Records supplied Block Start

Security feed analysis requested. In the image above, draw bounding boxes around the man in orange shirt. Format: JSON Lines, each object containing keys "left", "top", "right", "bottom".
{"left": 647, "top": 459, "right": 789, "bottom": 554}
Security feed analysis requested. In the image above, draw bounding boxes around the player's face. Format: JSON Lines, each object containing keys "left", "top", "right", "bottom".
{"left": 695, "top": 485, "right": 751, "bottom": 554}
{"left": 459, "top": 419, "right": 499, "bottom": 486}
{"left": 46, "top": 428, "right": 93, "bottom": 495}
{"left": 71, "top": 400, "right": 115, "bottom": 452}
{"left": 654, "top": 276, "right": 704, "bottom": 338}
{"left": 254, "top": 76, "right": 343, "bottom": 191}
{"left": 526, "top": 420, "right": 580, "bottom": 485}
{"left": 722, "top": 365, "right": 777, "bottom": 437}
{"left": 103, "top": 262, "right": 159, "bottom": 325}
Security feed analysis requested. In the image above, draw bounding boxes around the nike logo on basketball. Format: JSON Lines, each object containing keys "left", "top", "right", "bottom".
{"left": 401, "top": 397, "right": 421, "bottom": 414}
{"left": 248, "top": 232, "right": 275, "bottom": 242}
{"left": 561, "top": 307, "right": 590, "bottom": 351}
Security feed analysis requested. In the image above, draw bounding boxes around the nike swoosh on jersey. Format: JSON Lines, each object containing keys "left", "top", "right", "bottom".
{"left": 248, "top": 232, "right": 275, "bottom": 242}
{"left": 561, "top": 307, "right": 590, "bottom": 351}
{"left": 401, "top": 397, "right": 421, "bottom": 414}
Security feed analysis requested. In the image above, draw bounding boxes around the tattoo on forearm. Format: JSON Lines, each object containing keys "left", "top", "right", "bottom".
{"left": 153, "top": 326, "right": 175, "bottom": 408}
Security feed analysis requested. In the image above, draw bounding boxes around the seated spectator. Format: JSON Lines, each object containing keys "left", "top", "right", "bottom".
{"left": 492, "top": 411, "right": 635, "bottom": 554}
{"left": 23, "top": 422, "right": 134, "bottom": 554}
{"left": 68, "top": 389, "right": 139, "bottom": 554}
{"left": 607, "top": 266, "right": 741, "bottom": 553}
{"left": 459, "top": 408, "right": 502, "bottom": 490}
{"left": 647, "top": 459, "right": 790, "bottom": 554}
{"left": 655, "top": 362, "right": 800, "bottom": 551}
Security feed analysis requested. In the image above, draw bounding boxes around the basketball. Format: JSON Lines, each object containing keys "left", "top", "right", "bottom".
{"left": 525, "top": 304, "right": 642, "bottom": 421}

Records supplied Block End

> [Aim of the task] Could every entry above be printed again, word for word?

> [Task response]
Security feed analysis requested. In the image above, draw bounding boxes around the man in orange shirt. Format: JSON Lines, each object containing keys "left", "top", "right", "bottom".
{"left": 647, "top": 459, "right": 789, "bottom": 554}
Security feed analysis requested. In the image above, draw bounding boxes around the player's face. Format: JSON Lines, each object containing keys "left", "top", "right", "bottom".
{"left": 695, "top": 485, "right": 751, "bottom": 554}
{"left": 459, "top": 419, "right": 499, "bottom": 486}
{"left": 46, "top": 428, "right": 93, "bottom": 495}
{"left": 71, "top": 400, "right": 115, "bottom": 452}
{"left": 654, "top": 276, "right": 704, "bottom": 338}
{"left": 254, "top": 76, "right": 343, "bottom": 191}
{"left": 526, "top": 420, "right": 580, "bottom": 485}
{"left": 722, "top": 365, "right": 777, "bottom": 437}
{"left": 103, "top": 262, "right": 159, "bottom": 325}
Security feed analysis requested. In the image above, draw bounding boxes around the nike logo on basketball. Format: JSON Lines, each object containing keys "left", "top", "right", "bottom".
{"left": 401, "top": 397, "right": 421, "bottom": 414}
{"left": 248, "top": 232, "right": 275, "bottom": 242}
{"left": 561, "top": 307, "right": 590, "bottom": 351}
Security feed analysis requested. In the image above, draw bounding boxes around the nike swoosh on jersey. Format: JSON Lines, each object containing keys "left", "top", "right", "bottom".
{"left": 248, "top": 232, "right": 275, "bottom": 242}
{"left": 561, "top": 307, "right": 590, "bottom": 351}
{"left": 401, "top": 397, "right": 421, "bottom": 414}
Security feed analysis requested. In the image above, draw bounding boxes around the tattoo on forearm. Format: JSON Lines, each object containing keys "left", "top", "right", "bottom".
{"left": 153, "top": 326, "right": 175, "bottom": 408}
Security feed analysis requested. In the image above, draw bounding boxes around the seated spectator. Format: JSON Lines, each object containing keys "left", "top", "right", "bottom".
{"left": 492, "top": 411, "right": 635, "bottom": 554}
{"left": 23, "top": 422, "right": 134, "bottom": 554}
{"left": 68, "top": 389, "right": 139, "bottom": 554}
{"left": 607, "top": 266, "right": 741, "bottom": 553}
{"left": 459, "top": 408, "right": 502, "bottom": 490}
{"left": 647, "top": 459, "right": 790, "bottom": 554}
{"left": 655, "top": 362, "right": 800, "bottom": 551}
Security feed analysis requested. In the image above, draw bounding boxes around the basketball. Format: JSON Lines, each object containing keys "left", "top", "right", "bottom".
{"left": 525, "top": 304, "right": 642, "bottom": 421}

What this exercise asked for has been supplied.